■ Page excerpt:
* * * * * * *

That is, for any two vectors $x$ and $y$ that are not equal, we let $i(x,y)$ be the last position on which they differ and say that $x \succ y$ if the coordinate of $x$ at $i(x,y)$ is larger than the corresponding coordinate of $y$. We write $x \succeq y$ if either $x = y$ or $x \succ y$, and similarly for $x \preceq y$. This is a total order.

For example, if $x = (7,2,1,0,0)$ and $y = (6,3,1,0,0)$ then $y \succ x$ because they are equal on the last three positions and the next position that they differ is the second coordinate, since 3>2 we conclude that $y \succ x$. This is called "reflected lexicographic order".

* * * * * * *

■ Data:

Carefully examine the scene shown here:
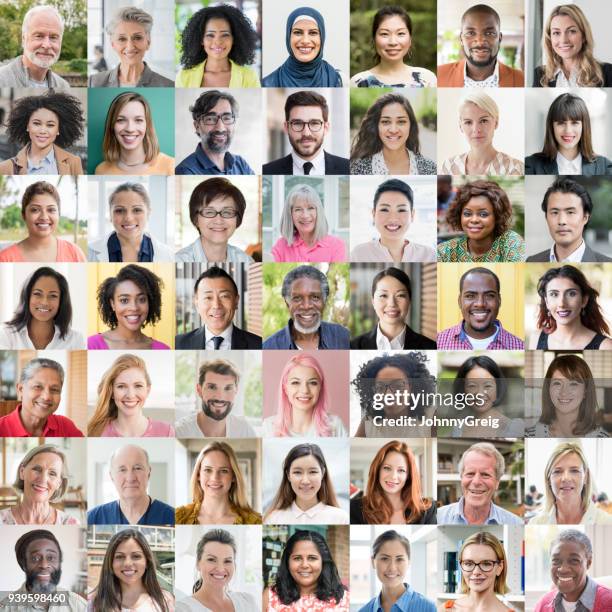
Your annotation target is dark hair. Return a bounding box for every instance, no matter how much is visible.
[98,264,164,329]
[285,91,329,121]
[542,93,595,162]
[372,267,412,302]
[374,179,414,210]
[351,93,421,159]
[6,266,72,339]
[181,4,257,68]
[537,265,610,336]
[446,181,512,238]
[189,176,246,233]
[271,529,348,606]
[6,89,85,148]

* * * * * * *

■ Set exercise 1:
Answer these from the passage on reflected lexicographic order:
(a) What position does $i(x,y)$ stand for?
(b) In the example with $x = (7,2,1,0,0)$ and $y = (6,3,1,0,0)$, at which coordinate do the two vectors first differ when checked from the end?
(c) What name does the passage give this order?
■ Set exercise 2:
Reproduce word for word the part of the passage on reflected lexicographic order from "That is, for" up to and including "a total order.".
The data above is separate from the passage on reflected lexicographic order.

■ Correct result 1:
(a) The last position on which the two vectors $x$ and $y$ differ.
(b) The second coordinate.
(c) Reflected lexicographic order.

■ Correct result 2:
That is, for any two vectors $x$ and $y$ that are not equal, we let $i(x,y)$ be the last position on which they differ and say that $x \succ y$ if the coordinate of $x$ at $i(x,y)$ is larger than the corresponding coordinate of $y$. We write $x \succeq y$ if either $x = y$ or $x \succ y$, and similarly for $x \preceq y$. This is a total order.